§ Problem details: Rewrite the part of the records that opens with the line containing "If you could identify the laptop keyboard" and runs through the end of the records, with its requests included. Scale every coordinate in the answers by 1.7, round each to a whole number with halves going up, and leave the requests unchanged.

§ Given records:

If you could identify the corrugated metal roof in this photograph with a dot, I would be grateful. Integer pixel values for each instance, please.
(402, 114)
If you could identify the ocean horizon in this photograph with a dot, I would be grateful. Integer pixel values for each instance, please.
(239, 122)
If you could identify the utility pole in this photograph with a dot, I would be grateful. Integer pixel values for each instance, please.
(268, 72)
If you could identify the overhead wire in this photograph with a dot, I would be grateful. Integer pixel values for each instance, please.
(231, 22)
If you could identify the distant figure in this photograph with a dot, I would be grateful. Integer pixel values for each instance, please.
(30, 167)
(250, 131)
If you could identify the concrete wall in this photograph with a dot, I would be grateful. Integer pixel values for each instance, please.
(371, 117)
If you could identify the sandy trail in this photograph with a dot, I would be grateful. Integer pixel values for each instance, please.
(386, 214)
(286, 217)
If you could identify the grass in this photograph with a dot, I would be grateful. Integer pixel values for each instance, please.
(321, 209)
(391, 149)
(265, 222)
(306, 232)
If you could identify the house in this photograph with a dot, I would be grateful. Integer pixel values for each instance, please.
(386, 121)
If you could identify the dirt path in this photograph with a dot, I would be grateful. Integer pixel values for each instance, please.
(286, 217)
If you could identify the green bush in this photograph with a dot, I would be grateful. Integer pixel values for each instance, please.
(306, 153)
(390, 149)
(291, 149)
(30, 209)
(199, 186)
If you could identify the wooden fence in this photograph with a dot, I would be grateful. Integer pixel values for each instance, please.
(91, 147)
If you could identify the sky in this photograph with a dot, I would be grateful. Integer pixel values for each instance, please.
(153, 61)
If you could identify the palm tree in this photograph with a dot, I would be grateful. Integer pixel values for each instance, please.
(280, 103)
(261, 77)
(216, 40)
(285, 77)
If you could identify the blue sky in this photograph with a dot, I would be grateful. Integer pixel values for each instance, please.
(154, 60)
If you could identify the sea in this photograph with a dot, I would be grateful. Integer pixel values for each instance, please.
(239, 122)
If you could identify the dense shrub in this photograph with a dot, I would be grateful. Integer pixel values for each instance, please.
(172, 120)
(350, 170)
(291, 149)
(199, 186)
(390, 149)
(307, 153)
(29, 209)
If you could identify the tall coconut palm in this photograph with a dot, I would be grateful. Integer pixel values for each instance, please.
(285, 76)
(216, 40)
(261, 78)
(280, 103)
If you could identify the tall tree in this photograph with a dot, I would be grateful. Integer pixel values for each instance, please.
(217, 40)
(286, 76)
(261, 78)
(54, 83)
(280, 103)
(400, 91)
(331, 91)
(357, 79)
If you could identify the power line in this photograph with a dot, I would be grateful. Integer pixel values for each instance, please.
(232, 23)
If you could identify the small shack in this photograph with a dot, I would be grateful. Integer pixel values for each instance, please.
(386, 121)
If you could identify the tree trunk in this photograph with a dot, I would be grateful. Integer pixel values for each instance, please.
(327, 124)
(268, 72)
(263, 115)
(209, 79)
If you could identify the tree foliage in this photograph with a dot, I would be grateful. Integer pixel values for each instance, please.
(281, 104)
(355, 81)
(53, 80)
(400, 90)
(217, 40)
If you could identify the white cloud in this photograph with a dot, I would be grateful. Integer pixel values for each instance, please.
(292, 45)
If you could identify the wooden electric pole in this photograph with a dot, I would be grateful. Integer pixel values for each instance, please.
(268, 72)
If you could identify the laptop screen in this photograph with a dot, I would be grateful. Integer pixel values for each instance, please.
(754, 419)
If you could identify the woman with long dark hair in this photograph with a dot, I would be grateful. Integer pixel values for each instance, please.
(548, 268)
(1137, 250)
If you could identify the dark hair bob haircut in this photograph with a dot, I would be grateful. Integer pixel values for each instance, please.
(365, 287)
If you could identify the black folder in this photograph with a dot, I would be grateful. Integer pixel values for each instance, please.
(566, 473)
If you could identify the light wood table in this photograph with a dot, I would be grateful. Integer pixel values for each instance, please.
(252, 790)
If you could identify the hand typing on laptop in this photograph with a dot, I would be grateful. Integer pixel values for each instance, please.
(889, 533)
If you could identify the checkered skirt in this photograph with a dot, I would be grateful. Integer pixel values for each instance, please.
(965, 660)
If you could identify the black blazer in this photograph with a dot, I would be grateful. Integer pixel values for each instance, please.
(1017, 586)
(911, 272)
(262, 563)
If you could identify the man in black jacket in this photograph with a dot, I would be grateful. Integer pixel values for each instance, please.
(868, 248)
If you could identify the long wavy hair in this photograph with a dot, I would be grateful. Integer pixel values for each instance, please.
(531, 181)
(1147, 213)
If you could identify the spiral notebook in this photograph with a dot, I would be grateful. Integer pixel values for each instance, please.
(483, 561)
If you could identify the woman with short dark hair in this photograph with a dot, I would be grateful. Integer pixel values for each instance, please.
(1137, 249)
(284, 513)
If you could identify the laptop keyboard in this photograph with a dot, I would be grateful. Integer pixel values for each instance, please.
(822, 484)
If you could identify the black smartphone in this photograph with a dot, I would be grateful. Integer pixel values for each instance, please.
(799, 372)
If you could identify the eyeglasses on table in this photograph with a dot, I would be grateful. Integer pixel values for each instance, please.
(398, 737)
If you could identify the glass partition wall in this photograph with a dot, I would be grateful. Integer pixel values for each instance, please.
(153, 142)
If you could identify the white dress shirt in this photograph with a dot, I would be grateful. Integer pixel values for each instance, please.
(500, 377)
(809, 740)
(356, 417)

§ Solution for this task:
If you could identify the laptop keyboard in this photograph with a dot, I would be grateful. Integer pixel values for each instance, please.
(1397, 823)
If you could identify the black smartphone in this photograph with a dot, I would be grateful. Integer pixel values for each instance, please.
(1358, 632)
If you could identify the eyeglasses on table in this photograph with a dot, I would be grateful. Integer pixel values for each instance, please.
(677, 1253)
If you could identify the glass partition wall in this photograph with a dot, I would be grateful. Integer pixel values for each instance, please.
(260, 241)
If you could identify the white dress shirt in this photograph with a dot, I would be grateful. Integer pixel values for each instance, please.
(850, 641)
(1375, 1258)
(605, 709)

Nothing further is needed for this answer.